Task directions
In the text about Swani Zubayeer, which film won him a Bangladesh National Film Award for best music director?

Document segment
— BEGIN —

Swani Zubayeer (born 2 December 1973) is a Bangladeshi classical singer, composer and music director. He won Bangladesh National Film Awards in best music director category for the film Anil Bagchir Ekdin in 2015.

==Early life and family==
Zubayeer was born on 2 December 1973 in Dhaka, the capital of Bangladesh to Muhammad Hamidullah and Khurshid Jahan. His grandfather was Khan Mohammad Moinuddin. He completed his Secondary School Certificate from St Gregory's High School and Higher Secondary School Certificate from Dhaka Notre Dame College.

Zubayeer learnt the basics of Indian classical music from his family friend Gobindo Ravi Das. He was enrolled in Patiala gharana in 1993. He was trained in Indian classical music there by Mazhar Ali Khan and Jawaad Ali Khan. He studied 2 years for a Diploma degree in music composition from 1999 to 2001 at Gotland School of Music Composition. His compositions were played in The Ljudvågor Festival when he was a student at that institution.

— END —

Data supplied
— BEGIN —

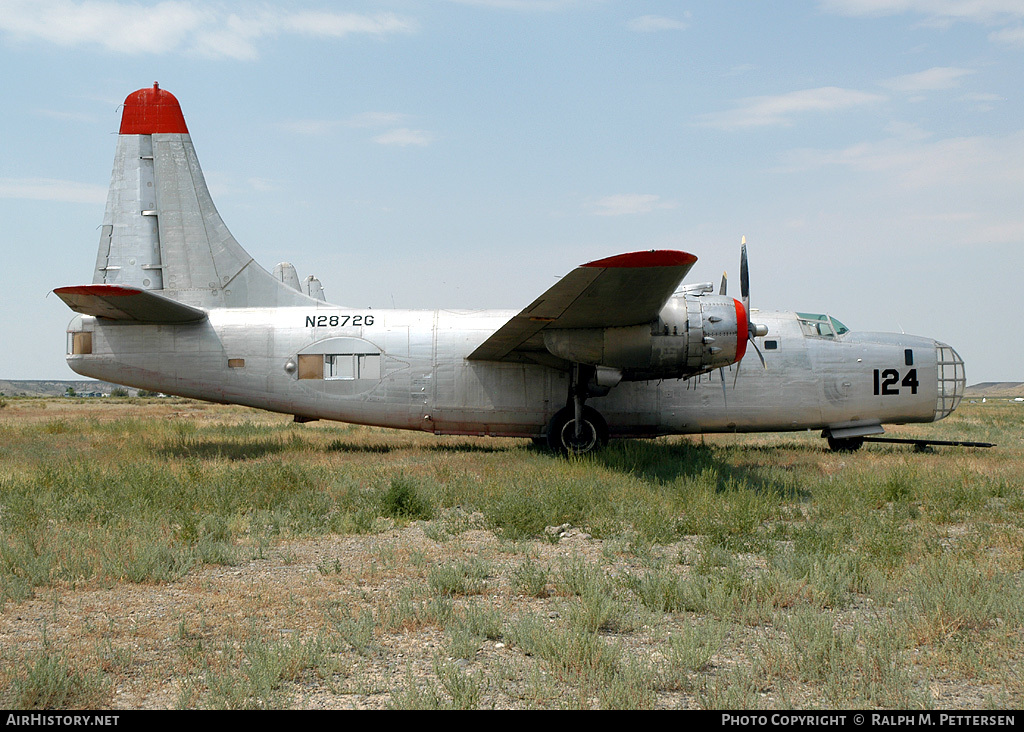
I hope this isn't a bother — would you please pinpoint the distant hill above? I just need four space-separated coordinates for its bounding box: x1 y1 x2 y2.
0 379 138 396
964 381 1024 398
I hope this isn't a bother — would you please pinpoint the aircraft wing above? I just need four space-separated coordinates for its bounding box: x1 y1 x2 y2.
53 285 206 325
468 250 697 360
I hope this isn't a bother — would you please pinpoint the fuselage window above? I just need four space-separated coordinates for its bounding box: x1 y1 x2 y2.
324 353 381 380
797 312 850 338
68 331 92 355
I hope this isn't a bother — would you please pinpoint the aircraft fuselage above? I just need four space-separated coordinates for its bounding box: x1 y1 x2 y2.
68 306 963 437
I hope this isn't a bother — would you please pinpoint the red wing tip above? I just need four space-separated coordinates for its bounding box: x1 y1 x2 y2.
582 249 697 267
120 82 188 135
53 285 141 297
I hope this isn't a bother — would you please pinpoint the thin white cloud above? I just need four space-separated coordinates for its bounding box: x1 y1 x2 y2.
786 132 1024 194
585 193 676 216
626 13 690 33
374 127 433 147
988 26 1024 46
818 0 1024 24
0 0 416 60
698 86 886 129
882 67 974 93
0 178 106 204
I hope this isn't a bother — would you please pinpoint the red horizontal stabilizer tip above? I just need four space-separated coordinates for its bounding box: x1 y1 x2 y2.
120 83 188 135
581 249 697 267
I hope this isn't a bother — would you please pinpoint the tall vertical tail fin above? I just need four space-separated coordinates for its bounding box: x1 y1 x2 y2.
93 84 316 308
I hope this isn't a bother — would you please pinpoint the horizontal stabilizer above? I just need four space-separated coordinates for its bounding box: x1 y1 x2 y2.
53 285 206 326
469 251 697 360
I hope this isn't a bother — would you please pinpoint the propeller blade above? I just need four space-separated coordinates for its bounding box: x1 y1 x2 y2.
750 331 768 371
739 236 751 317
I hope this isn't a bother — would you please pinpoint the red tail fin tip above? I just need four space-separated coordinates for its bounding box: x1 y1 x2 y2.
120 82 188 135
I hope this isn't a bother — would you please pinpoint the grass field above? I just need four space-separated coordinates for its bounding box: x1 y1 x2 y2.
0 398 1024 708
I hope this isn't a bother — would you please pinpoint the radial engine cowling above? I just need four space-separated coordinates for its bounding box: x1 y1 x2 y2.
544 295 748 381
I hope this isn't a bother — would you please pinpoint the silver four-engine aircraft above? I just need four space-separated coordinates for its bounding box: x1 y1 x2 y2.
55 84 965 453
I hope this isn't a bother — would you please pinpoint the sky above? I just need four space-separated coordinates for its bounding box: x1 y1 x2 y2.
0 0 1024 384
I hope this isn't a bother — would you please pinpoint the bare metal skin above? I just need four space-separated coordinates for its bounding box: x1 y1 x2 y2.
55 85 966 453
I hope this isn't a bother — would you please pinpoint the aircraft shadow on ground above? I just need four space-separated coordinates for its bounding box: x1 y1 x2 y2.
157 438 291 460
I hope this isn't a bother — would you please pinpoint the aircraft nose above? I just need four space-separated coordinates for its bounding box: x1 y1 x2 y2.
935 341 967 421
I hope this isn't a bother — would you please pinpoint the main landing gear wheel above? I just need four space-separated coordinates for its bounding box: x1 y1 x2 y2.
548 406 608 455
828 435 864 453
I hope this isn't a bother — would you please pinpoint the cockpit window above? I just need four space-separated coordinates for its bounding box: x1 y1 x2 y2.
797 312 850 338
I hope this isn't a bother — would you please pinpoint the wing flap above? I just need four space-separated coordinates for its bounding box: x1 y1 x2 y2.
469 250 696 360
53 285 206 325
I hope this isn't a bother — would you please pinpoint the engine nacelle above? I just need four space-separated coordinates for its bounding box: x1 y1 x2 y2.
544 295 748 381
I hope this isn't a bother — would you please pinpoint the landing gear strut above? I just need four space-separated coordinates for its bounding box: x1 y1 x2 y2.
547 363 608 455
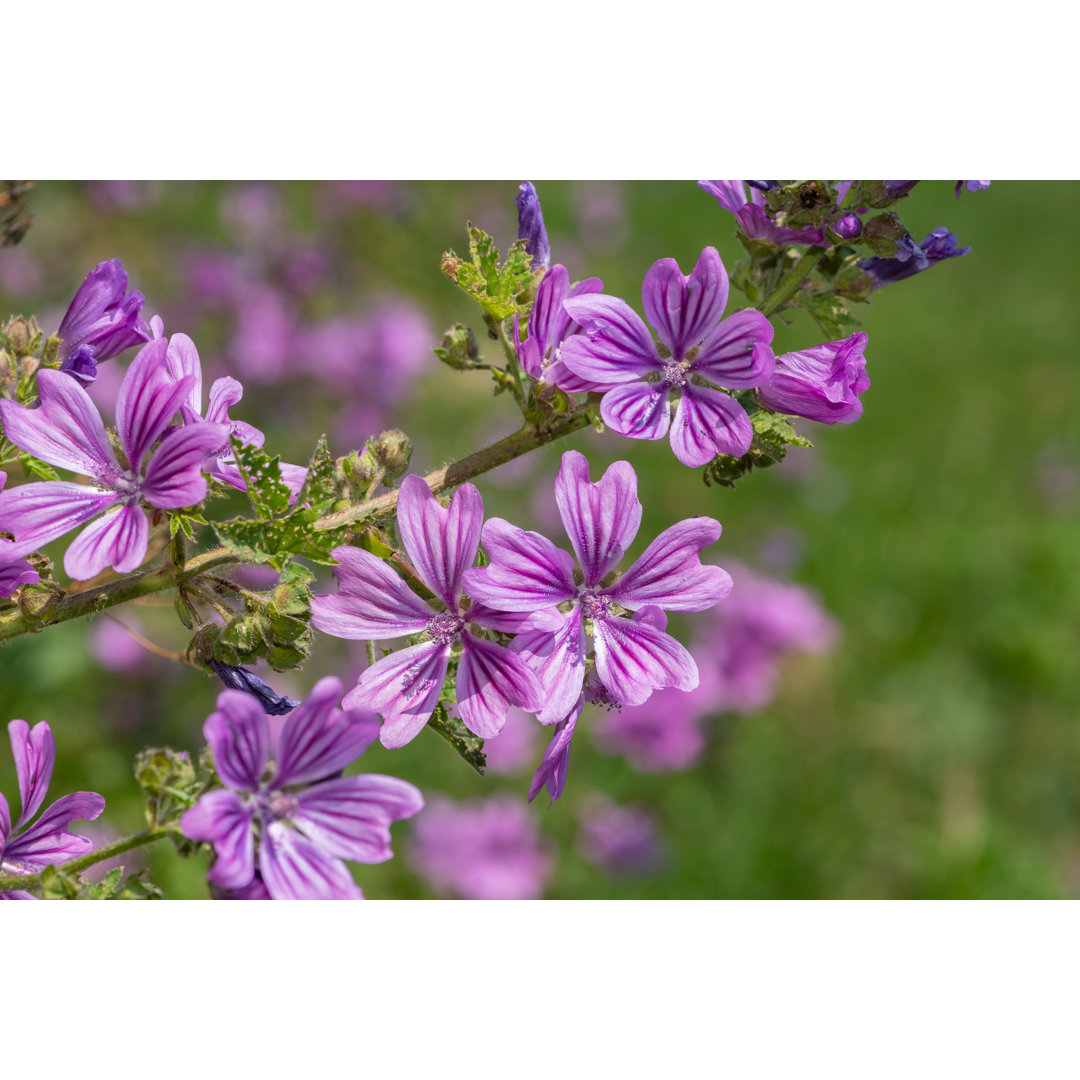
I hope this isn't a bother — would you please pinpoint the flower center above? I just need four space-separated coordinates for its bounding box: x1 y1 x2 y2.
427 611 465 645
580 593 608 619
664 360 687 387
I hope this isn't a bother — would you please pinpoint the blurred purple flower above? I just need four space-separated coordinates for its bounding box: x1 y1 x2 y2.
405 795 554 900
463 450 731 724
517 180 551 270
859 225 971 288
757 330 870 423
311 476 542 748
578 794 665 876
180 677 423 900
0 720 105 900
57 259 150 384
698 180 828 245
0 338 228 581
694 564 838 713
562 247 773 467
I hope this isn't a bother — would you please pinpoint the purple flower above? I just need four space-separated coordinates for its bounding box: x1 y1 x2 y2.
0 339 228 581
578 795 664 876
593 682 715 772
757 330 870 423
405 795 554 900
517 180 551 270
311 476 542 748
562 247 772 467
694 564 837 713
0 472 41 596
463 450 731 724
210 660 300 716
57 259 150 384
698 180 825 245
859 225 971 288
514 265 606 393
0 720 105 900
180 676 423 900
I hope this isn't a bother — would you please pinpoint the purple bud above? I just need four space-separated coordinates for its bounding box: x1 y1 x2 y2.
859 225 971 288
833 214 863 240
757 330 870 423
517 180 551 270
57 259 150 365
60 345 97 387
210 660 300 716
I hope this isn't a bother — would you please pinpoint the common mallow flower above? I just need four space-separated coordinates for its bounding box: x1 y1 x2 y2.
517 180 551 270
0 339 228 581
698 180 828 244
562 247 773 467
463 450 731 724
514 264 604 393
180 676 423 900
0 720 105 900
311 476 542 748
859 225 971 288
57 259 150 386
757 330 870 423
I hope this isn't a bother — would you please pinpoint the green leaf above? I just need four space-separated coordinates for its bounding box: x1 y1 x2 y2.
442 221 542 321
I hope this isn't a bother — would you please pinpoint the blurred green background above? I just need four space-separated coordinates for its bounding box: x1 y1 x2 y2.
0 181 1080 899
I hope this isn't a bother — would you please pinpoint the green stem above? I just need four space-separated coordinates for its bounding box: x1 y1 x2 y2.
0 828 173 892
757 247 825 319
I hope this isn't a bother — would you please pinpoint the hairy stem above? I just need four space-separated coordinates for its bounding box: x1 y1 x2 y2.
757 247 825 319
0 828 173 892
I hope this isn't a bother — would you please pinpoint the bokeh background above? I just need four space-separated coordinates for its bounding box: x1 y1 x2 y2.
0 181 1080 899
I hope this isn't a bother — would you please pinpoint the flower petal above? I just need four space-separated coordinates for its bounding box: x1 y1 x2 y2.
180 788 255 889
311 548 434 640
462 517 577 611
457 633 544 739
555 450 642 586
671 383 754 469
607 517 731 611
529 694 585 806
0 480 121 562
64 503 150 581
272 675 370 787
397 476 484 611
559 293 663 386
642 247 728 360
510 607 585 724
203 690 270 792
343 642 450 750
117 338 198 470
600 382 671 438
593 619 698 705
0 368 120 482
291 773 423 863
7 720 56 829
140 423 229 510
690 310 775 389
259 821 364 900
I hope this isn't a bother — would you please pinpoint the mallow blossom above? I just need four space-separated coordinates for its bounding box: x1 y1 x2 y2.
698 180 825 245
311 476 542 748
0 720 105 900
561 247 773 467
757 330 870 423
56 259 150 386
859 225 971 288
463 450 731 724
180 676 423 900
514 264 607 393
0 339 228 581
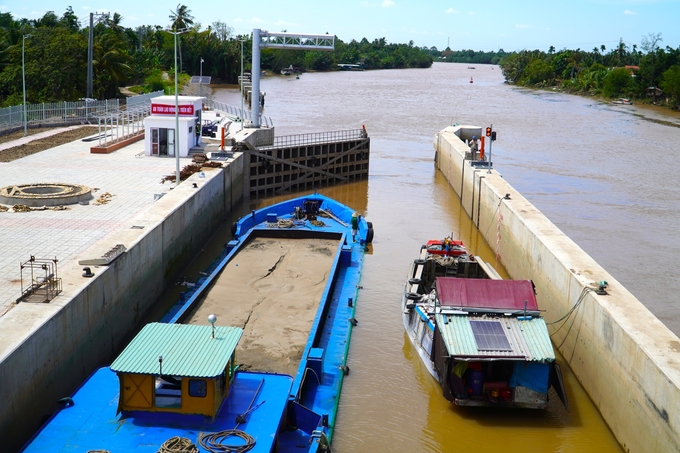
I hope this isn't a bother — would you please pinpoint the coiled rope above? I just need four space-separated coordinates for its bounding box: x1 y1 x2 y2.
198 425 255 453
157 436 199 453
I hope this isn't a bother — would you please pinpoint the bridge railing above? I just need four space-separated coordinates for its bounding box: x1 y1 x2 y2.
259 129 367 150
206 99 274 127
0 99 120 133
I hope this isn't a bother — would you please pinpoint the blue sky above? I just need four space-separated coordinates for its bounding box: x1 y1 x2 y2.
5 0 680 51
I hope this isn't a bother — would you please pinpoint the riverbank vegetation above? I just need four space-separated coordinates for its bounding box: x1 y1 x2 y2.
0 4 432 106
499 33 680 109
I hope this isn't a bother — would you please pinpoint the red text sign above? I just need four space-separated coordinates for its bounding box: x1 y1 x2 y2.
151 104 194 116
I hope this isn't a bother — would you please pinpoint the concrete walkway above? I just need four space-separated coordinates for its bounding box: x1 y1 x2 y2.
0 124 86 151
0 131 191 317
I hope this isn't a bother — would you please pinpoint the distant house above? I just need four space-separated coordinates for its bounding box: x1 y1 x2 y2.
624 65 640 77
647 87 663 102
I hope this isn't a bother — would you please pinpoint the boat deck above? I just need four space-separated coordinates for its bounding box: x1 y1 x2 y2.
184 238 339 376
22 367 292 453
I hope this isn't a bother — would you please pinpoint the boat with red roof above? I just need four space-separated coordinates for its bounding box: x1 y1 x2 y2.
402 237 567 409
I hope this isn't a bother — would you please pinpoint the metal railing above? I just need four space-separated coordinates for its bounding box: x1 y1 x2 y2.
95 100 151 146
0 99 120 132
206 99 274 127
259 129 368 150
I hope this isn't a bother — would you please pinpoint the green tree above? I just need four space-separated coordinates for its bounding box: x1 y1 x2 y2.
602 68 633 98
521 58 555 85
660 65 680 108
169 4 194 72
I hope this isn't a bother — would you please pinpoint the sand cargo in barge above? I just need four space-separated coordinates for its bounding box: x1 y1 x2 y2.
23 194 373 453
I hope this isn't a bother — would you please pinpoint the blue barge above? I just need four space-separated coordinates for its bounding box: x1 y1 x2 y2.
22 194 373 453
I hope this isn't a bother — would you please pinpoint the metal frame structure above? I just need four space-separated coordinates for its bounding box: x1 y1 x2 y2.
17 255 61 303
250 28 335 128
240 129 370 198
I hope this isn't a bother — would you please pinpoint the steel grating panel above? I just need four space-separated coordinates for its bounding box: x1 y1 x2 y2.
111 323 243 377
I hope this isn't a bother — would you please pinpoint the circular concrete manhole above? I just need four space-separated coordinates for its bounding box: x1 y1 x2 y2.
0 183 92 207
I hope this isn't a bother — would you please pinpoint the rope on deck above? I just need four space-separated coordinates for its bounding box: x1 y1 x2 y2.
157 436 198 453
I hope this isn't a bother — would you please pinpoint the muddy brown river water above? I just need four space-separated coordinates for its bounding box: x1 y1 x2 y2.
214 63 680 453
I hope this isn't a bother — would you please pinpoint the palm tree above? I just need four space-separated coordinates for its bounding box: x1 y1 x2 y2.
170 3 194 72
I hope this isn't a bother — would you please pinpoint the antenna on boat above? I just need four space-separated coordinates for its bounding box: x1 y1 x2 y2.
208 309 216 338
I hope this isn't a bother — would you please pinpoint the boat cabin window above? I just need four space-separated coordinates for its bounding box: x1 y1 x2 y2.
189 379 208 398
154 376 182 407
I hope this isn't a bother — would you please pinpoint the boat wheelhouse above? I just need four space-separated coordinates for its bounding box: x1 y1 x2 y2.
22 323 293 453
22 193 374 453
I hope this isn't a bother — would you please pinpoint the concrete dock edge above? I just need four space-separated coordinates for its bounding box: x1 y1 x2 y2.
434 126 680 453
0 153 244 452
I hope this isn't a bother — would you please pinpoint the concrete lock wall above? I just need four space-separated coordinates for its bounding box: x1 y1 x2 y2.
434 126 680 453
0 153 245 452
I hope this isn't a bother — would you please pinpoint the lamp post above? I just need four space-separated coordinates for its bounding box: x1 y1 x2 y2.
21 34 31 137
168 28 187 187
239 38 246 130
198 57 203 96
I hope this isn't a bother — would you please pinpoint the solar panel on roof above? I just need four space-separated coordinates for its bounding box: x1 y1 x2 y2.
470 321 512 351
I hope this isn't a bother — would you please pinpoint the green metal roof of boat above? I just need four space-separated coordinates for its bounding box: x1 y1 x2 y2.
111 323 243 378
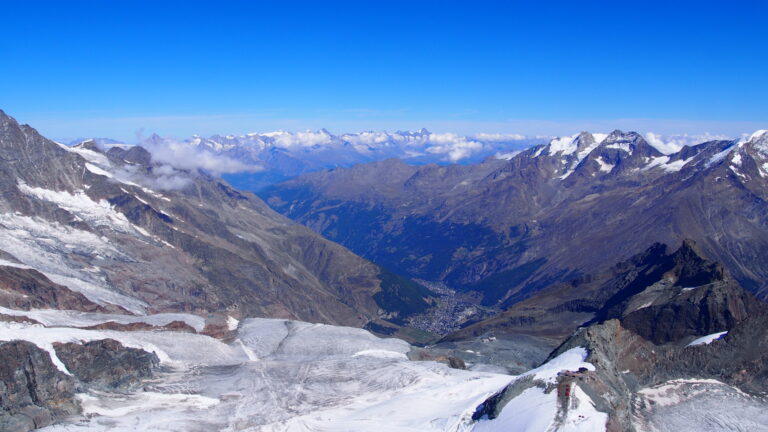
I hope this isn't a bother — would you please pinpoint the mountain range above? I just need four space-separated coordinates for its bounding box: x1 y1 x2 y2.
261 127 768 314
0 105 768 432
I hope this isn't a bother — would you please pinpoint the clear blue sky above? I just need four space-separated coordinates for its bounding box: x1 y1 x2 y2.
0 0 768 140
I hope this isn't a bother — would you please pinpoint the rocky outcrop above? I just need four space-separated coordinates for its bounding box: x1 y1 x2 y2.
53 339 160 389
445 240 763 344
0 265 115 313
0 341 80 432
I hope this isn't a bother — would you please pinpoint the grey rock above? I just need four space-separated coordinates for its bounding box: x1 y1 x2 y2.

— END —

Written solution
Anil Bagchir Ekdin